What is needed
Output only the lines below that start at the line containing "Query: chair backrest" and end at the line containing "One marker per instance, like [751,436].", with both ends kept.

◆ ◆ ◆

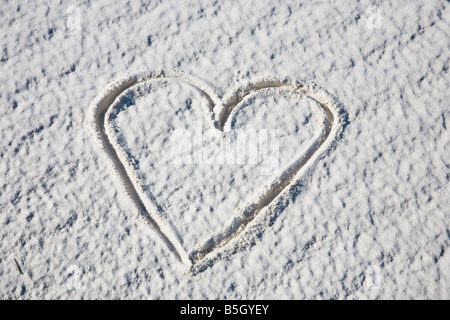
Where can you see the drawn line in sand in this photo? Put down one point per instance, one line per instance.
(253, 218)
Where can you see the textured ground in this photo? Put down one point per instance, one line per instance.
(379, 201)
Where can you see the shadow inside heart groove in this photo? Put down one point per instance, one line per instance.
(203, 170)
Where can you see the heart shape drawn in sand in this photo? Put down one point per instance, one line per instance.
(252, 218)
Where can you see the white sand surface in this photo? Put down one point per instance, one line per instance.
(106, 190)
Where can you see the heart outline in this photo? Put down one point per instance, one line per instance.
(221, 244)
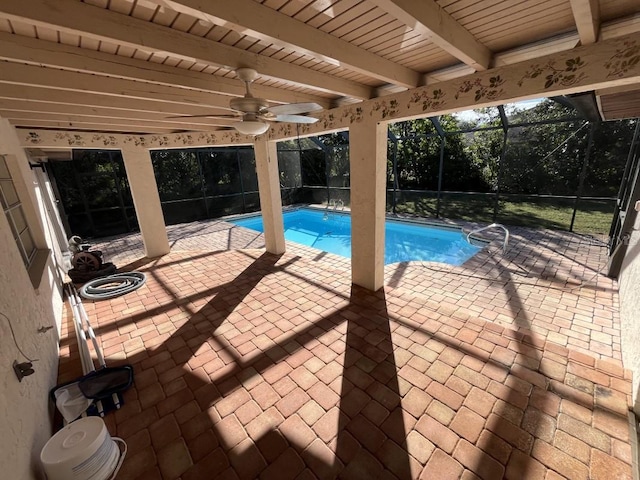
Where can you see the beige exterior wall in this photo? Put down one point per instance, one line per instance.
(25, 414)
(629, 283)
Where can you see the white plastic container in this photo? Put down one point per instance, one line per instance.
(83, 450)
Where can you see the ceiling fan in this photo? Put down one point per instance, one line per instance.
(254, 113)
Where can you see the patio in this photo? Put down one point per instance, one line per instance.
(254, 365)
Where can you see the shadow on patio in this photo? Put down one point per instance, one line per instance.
(284, 371)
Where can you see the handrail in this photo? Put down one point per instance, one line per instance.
(493, 225)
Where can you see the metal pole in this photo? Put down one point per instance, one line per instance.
(440, 174)
(505, 128)
(441, 133)
(583, 173)
(244, 204)
(394, 169)
(116, 179)
(202, 182)
(496, 205)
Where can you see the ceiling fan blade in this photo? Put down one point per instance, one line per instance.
(294, 119)
(294, 108)
(205, 116)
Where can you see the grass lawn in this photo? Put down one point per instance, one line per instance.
(592, 216)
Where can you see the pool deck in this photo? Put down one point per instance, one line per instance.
(251, 365)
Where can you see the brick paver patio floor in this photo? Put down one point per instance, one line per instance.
(251, 365)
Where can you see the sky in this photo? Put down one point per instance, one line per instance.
(470, 115)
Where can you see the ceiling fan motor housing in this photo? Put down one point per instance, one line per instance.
(249, 104)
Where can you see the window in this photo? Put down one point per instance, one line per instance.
(15, 215)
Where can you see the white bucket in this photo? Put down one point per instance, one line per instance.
(83, 450)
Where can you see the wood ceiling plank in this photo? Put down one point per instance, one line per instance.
(587, 17)
(337, 9)
(356, 11)
(379, 26)
(44, 33)
(16, 48)
(124, 7)
(71, 16)
(144, 11)
(89, 43)
(164, 16)
(312, 10)
(201, 28)
(65, 80)
(398, 35)
(66, 97)
(90, 127)
(428, 18)
(292, 7)
(93, 111)
(246, 17)
(363, 20)
(173, 123)
(495, 20)
(22, 28)
(126, 51)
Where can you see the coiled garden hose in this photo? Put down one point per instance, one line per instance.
(112, 286)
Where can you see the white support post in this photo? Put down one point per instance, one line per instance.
(368, 160)
(146, 200)
(270, 199)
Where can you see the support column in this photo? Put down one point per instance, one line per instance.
(270, 199)
(144, 190)
(368, 163)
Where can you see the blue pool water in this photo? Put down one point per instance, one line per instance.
(403, 241)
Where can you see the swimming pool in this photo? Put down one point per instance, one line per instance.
(331, 232)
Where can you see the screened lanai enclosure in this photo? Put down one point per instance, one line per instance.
(540, 164)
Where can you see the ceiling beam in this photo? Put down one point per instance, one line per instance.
(71, 16)
(586, 14)
(91, 100)
(20, 74)
(429, 19)
(90, 128)
(251, 18)
(41, 52)
(27, 118)
(22, 109)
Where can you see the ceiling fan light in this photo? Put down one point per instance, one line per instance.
(249, 127)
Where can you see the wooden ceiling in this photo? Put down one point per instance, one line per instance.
(132, 65)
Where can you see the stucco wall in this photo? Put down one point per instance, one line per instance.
(25, 414)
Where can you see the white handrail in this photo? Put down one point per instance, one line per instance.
(493, 225)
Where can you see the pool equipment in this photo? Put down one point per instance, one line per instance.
(112, 286)
(83, 450)
(97, 391)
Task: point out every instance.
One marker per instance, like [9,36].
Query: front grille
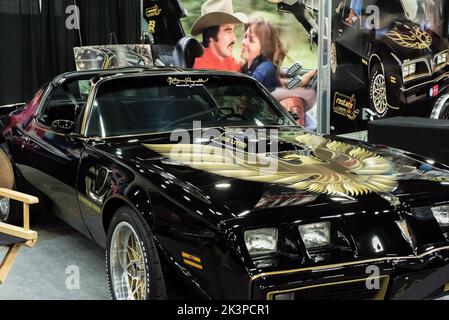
[345,290]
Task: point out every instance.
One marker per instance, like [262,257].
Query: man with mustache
[217,25]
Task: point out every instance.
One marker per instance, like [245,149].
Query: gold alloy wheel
[127,263]
[379,95]
[333,58]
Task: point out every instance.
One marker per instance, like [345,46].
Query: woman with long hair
[262,52]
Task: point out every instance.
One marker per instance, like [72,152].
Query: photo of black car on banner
[176,150]
[388,58]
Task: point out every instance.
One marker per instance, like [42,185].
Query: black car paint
[87,179]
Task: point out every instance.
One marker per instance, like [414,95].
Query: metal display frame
[324,71]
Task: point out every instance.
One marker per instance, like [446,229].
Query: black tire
[10,210]
[125,219]
[378,92]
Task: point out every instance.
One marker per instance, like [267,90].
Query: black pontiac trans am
[239,204]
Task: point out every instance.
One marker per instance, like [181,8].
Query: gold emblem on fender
[153,11]
[414,39]
[332,167]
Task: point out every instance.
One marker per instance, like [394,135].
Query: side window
[65,103]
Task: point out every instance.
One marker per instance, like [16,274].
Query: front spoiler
[386,271]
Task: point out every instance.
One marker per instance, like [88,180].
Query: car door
[47,158]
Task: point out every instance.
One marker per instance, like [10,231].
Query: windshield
[151,104]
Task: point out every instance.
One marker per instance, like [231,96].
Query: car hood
[244,170]
[410,41]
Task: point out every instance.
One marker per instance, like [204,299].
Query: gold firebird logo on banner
[415,38]
[332,167]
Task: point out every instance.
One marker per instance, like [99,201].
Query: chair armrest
[14,195]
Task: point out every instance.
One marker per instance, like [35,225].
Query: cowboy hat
[215,13]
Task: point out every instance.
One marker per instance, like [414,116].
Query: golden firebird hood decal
[329,167]
[414,39]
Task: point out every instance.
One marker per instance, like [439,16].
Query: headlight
[408,70]
[315,235]
[261,241]
[441,214]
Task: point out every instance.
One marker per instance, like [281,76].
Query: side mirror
[63,126]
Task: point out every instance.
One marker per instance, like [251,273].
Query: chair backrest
[6,172]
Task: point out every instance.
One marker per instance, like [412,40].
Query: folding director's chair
[14,237]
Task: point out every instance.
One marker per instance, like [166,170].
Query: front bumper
[376,279]
[425,90]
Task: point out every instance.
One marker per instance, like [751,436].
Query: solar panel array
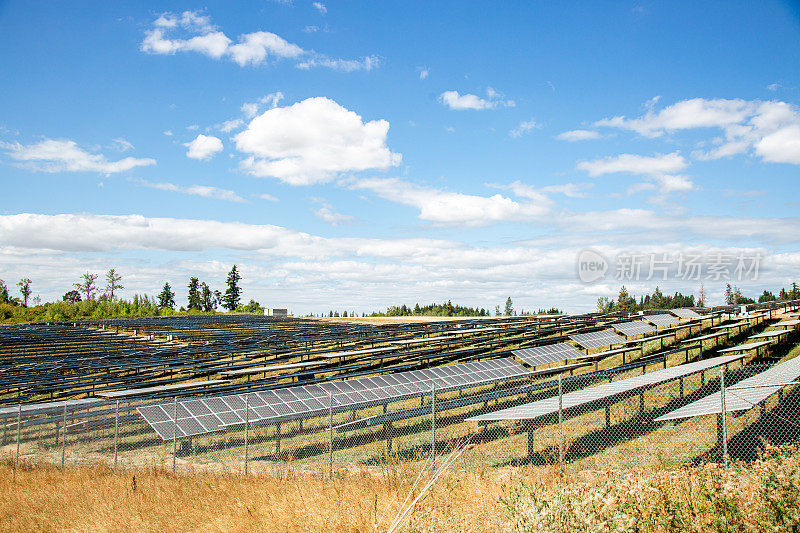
[744,395]
[597,339]
[636,327]
[685,313]
[539,355]
[663,320]
[584,396]
[205,415]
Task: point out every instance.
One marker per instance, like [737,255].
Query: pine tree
[230,300]
[194,293]
[166,299]
[25,289]
[113,283]
[509,310]
[87,286]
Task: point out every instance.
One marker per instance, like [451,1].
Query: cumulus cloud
[312,141]
[52,155]
[326,213]
[635,164]
[578,135]
[195,33]
[446,207]
[203,147]
[460,102]
[344,65]
[767,129]
[195,190]
[524,127]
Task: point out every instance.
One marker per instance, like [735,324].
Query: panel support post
[529,423]
[64,436]
[246,430]
[174,433]
[19,426]
[560,424]
[330,435]
[723,419]
[433,423]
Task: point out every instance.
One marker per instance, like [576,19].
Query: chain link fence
[421,429]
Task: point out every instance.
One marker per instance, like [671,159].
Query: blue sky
[354,156]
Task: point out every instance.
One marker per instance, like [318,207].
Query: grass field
[759,496]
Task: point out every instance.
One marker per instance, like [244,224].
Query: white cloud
[230,125]
[460,102]
[195,190]
[121,145]
[768,129]
[578,135]
[52,155]
[312,141]
[326,213]
[255,48]
[781,146]
[203,147]
[635,164]
[445,207]
[344,65]
[524,127]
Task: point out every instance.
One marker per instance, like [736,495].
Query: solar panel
[580,397]
[309,400]
[636,327]
[539,355]
[745,347]
[769,334]
[662,320]
[597,339]
[685,313]
[744,395]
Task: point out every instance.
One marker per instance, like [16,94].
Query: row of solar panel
[205,415]
[606,390]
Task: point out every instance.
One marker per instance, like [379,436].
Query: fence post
[64,435]
[19,425]
[116,432]
[560,424]
[433,423]
[174,433]
[330,435]
[246,429]
[724,418]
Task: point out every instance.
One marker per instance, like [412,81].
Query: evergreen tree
[233,293]
[509,310]
[87,286]
[4,296]
[166,299]
[25,289]
[72,297]
[113,283]
[208,299]
[194,294]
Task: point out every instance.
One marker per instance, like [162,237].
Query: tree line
[627,303]
[88,299]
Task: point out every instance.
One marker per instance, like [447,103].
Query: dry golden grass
[45,498]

◆ ◆ ◆

Solution for this exercise
Query: chair backrest
[6,172]
Task: point out every instance.
One marker per instance, like [412,40].
Query: folding director's chair
[14,237]
Task: point out every instance.
One marker per instance, like [166,170].
Query: front bumper
[376,279]
[425,90]
Task: point out every instance.
One marker per instance, like [751,436].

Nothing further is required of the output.